(Object position labeling listing)
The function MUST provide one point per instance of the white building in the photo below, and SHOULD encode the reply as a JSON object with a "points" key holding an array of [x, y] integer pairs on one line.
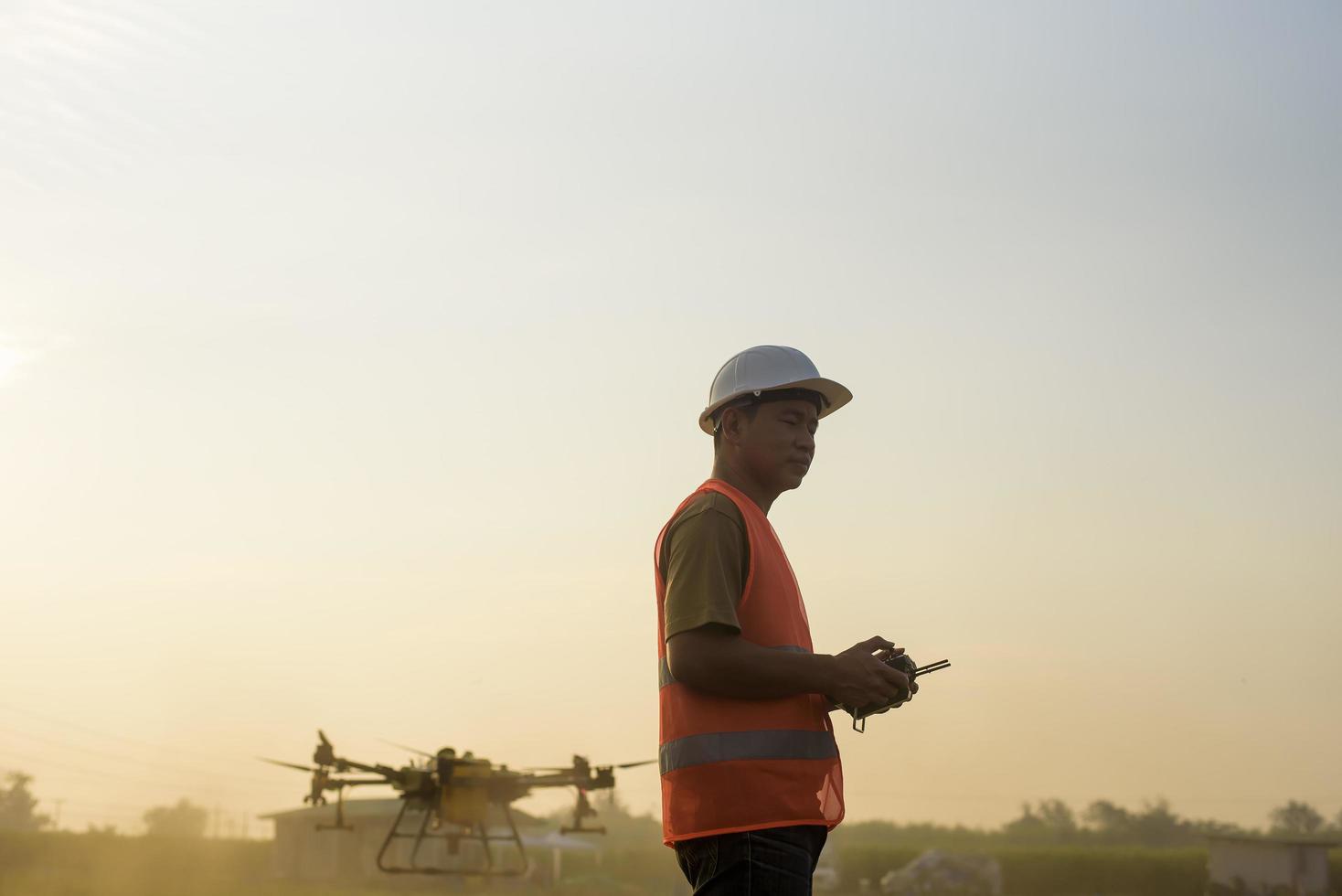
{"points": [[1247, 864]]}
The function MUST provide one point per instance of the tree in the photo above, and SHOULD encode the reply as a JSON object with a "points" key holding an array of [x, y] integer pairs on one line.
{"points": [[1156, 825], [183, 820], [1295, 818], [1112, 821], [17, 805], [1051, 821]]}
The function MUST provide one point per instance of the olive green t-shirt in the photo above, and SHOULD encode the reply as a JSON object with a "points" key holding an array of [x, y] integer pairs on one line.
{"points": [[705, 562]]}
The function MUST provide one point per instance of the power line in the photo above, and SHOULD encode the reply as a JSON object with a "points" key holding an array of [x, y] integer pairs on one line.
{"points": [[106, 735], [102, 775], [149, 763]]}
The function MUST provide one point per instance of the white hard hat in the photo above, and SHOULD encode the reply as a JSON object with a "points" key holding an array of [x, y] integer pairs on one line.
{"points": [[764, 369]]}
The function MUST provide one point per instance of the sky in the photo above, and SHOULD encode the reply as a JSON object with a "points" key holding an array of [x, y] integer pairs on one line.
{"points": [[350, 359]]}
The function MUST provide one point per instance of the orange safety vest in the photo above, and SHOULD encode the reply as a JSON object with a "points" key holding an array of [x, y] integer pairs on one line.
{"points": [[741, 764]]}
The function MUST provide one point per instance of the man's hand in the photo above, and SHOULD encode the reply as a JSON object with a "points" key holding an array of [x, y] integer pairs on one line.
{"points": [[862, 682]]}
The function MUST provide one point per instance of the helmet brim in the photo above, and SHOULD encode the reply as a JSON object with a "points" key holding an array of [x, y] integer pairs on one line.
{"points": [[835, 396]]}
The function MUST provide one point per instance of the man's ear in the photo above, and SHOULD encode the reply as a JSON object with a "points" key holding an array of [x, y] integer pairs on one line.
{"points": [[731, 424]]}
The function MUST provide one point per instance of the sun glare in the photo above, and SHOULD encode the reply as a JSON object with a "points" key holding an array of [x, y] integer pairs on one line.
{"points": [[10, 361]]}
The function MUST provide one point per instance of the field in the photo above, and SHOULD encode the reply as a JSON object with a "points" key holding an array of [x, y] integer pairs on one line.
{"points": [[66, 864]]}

▸ **Aim**:
Change every "integer pairs" in the listing above to "whole-number pairs" and write it out again with nothing else altered. Leave the pictures out.

▸ **Completed exercise**:
The function MUST provide one point per instance of the white building in the photo below, and SHOULD encode the reply as a JSON object with a "points" key holding an array of [x, y] whole-number pairs on one line.
{"points": [[1247, 864]]}
The function MUST provide one point per instance of the tree in the photo above, and SHOULD encode the reply as a JSON object with a "points" key holding an array of [x, y] whole-number pairs on one line.
{"points": [[1156, 825], [183, 820], [1295, 818], [1112, 821], [17, 805], [1051, 821]]}
The function MUST provide one point per instance of the olive green t-shirt in the photo above, and SHOULD encode the reply as a JSON object with a "points" key holding an array of [x, y] whole-number pairs on one line.
{"points": [[705, 562]]}
The function MUST provide one point per instance of the power line in the photo above, and SHOULD encode the reply as a JSON object with a "points" key holding an array of [x, y] whole-number pairs on one line.
{"points": [[106, 735], [102, 775], [149, 763]]}
The function MUST provide one point per instance of the white hard hat in the photo above, and SHOULD encode the reply as a JSON object with a "points" key holding an array of [x, y] whole-number pairs on one line.
{"points": [[764, 369]]}
The function MUST provide one point per instance of the sky in the photo above, and SHOULD encode the reply as a JSON object with a "points" key holding an array of [x, y] whole-number pairs on one line.
{"points": [[350, 359]]}
The function MUST provide one point per instance of the orange safety vest in the photo above, and SHOULD encode the reply as a JSON object with a "points" key holding an array of [x, y] whole-number pairs on one line.
{"points": [[741, 764]]}
The function MUST provide one point per instance of the man's hand in the photo above, and SHOULD encode the reply as a JSON object with a "points" key holding an array of [x, y] whole-number pairs on one line.
{"points": [[862, 682]]}
The function MUST provide one point per instance of the helmet brim in the photo above, and SHOULD encode the reply as a JSON object with a "points" key holding an array of [x, y] whole-number pairs on one line.
{"points": [[835, 396]]}
The function MUST provide one point per instance of the man's ear in the photo above, and SHOULD encode the reply as a JSON object with a "points" key holding an array of [x, y] whole-number pairs on one line.
{"points": [[731, 424]]}
The function MUST provide one point per instance of the sun glare in the photo above, and SHOULD encode the reply as a JSON object with a "points" key holding an array of [x, y] whole-number pairs on one line.
{"points": [[10, 361]]}
The function MUST provide one point per instance of the field in the photo above, and SHOULD encode the reply as a JSON object with a "points" key holding an array of [x, y] whole-number pairs on one line.
{"points": [[66, 864]]}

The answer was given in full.